- by Medical Group of Pennsylvania
Fall is a beautiful time of year, especially here in Pennsylvania. But the changing leaves also signify another symptom of the season — colds and the flu.
The Center for Disease Control and Prevention (CDC) has determined that getting a flu shot every year is the best way to protect yourself and your family from getting the flu. Read on to learn more about the flu and the influenza vaccine.
The Flu is Dangerous
Most people who suffer from influenza are down and out for a few days and then slowly recover. But for the young, elderly or people with a weak immune system, the flu is a potentially very dangerous disease. Millions of people get the flu every year, hundreds of thousands of people are hospitalized, and thousands or tens of thousands of people die from flu-related causes every year.
It is possible to still catch the flu after receiving the flu shot, but studies have shown that symptoms are typically less severe with fewer hospitalizations and recovery is faster.
Healthy Adults Need the Vaccine (Every Year!)
While you may not worry about becoming severely ill, it’s important to vaccinate to keep young and elderly family members protected. Quarantining yourself after you feel sick isn’t enough. The flu can spread before symptoms begin to appear. The Center for Disease Control and Prevention recommends everyone 6 months of age and older should get a flu vaccine every season. This includes pregnant women, who get the added benefit of passing along the immunity to their child who will be too young to get the vaccine themselves.

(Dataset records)
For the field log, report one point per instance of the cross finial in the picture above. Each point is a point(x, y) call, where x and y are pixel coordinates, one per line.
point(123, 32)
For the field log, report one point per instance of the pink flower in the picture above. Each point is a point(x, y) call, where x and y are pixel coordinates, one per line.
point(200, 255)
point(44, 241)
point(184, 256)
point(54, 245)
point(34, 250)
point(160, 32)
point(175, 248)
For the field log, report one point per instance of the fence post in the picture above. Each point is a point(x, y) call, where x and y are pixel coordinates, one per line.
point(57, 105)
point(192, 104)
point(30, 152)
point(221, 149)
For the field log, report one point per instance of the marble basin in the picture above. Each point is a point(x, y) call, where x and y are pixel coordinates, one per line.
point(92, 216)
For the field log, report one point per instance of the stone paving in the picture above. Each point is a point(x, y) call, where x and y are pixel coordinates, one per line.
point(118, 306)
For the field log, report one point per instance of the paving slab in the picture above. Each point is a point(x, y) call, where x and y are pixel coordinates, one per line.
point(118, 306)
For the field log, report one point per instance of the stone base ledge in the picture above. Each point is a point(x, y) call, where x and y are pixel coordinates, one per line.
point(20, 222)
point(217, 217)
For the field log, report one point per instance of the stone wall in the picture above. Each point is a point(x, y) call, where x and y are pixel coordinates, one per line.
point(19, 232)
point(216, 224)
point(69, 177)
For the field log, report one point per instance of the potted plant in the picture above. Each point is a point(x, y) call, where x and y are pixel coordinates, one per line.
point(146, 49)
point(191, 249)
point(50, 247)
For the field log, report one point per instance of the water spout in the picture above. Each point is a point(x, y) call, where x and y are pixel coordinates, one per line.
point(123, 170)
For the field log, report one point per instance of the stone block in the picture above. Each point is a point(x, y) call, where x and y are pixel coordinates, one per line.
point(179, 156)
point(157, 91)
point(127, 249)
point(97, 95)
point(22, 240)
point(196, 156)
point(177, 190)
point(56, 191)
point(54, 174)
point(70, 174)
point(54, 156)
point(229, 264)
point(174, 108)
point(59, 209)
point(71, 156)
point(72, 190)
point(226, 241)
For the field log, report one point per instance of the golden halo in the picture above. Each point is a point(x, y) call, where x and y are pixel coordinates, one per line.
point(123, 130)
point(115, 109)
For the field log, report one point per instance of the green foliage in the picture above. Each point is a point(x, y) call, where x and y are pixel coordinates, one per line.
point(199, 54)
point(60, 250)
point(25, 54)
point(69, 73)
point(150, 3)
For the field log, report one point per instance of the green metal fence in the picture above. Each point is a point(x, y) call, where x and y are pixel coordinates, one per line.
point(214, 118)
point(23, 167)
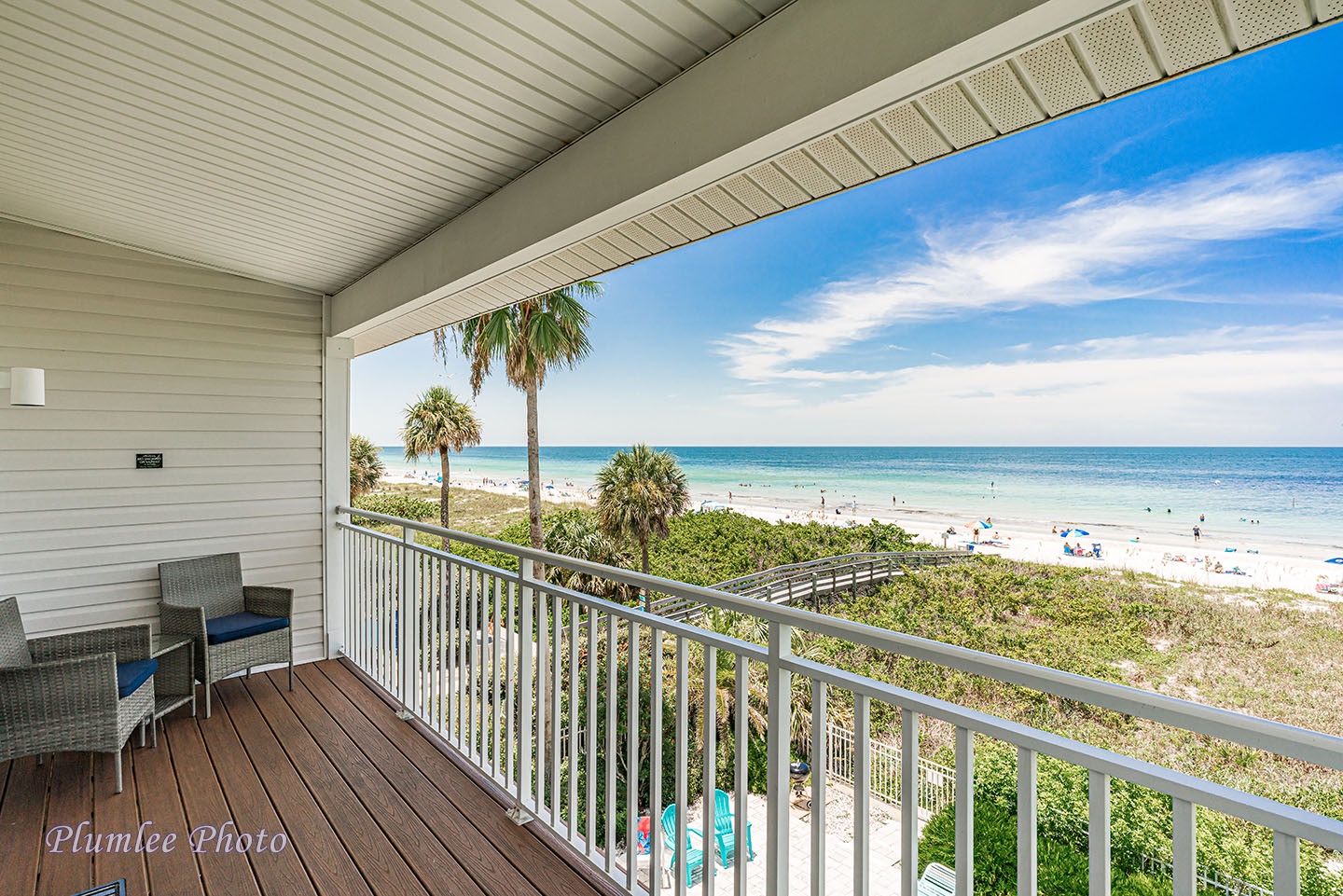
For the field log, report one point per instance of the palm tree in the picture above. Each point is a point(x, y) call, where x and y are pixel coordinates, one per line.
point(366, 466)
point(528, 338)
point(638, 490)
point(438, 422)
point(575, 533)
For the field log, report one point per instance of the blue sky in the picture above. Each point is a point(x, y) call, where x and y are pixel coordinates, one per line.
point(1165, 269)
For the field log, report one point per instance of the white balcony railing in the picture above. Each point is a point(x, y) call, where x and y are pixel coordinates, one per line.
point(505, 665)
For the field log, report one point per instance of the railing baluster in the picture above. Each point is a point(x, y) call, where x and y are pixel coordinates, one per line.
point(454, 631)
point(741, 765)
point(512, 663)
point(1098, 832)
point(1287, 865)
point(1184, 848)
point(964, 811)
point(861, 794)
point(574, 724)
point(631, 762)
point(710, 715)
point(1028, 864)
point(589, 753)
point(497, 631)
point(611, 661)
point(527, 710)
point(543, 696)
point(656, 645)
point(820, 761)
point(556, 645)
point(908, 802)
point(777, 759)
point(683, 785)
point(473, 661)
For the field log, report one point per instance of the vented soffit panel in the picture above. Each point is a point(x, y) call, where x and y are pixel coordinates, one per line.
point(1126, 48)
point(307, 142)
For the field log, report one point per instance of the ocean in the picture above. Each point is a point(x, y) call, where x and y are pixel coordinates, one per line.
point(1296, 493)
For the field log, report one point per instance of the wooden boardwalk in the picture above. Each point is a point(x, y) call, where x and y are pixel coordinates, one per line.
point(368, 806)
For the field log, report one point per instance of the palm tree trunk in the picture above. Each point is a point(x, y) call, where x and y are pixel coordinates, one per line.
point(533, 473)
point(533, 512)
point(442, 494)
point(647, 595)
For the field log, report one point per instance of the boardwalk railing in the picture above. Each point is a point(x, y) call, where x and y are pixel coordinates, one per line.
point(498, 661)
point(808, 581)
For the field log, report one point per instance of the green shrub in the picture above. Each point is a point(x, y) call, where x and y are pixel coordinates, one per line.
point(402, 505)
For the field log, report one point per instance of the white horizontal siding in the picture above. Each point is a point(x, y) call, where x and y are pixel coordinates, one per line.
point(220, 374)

* * *

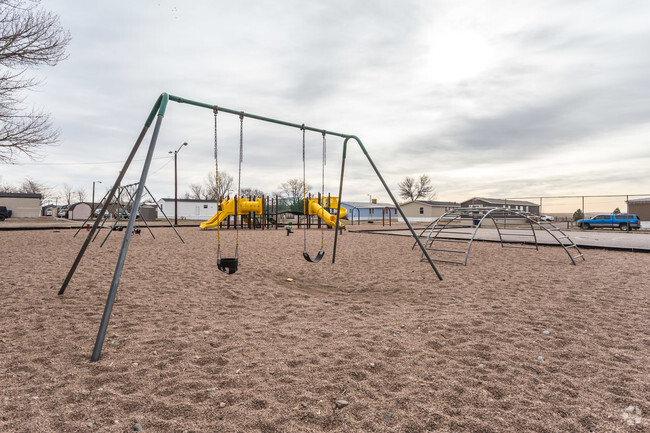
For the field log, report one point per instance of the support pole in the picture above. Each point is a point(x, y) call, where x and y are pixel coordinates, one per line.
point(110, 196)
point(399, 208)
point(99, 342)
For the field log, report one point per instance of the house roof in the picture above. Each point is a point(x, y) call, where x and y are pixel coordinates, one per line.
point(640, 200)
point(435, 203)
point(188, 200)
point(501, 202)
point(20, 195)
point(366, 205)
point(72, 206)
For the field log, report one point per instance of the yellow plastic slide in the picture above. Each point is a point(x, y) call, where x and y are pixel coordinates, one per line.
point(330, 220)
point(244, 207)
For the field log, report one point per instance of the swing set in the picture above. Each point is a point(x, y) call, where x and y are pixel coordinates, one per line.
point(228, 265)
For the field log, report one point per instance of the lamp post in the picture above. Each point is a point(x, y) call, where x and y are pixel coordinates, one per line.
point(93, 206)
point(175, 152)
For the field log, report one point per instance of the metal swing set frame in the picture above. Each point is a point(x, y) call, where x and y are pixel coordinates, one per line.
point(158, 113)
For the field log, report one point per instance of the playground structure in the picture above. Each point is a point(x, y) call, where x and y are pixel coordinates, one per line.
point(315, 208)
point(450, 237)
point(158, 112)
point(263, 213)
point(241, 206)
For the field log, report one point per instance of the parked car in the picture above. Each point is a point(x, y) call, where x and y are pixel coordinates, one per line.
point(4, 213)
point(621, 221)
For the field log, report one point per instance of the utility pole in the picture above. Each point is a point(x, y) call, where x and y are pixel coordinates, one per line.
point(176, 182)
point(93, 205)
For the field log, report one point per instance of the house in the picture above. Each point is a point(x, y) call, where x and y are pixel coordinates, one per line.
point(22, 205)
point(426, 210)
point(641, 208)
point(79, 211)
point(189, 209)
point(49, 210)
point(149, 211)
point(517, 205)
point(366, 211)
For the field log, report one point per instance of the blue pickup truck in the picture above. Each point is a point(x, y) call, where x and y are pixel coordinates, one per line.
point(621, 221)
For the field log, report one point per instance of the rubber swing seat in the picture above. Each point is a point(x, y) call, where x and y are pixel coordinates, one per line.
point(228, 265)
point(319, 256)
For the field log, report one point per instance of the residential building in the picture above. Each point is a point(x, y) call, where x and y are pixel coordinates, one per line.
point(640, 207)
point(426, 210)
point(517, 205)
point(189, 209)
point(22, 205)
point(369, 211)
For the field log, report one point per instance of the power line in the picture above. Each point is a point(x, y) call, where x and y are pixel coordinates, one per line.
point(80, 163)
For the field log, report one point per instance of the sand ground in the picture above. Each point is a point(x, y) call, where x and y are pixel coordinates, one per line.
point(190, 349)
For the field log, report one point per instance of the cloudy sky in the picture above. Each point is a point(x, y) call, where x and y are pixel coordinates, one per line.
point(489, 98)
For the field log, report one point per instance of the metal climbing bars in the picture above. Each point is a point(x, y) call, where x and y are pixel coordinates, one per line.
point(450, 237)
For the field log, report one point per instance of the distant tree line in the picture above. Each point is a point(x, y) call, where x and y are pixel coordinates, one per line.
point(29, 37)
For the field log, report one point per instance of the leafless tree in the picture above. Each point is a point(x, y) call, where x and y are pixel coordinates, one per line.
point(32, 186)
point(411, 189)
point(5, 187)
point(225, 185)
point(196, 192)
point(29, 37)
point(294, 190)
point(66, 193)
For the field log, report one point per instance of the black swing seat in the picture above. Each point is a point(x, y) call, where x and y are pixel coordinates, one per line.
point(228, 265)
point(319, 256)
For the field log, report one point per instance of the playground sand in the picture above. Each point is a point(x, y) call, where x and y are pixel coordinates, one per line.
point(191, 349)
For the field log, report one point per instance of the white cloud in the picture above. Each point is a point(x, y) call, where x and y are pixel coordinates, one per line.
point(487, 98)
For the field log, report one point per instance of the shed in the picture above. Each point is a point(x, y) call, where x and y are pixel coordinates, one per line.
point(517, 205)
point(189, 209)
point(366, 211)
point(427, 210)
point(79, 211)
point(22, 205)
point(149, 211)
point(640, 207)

#### Task instructions:
Can you reproduce, word for word, the part of the flu vaccine article that opens with the words containing "- by Medical" and closes with "and the flu."?

#### Output of the exercise:
- by Medical Group of Pennsylvania
Fall is a beautiful time of year, especially here in Pennsylvania. But the changing leaves also signify another symptom of the season — colds and the flu.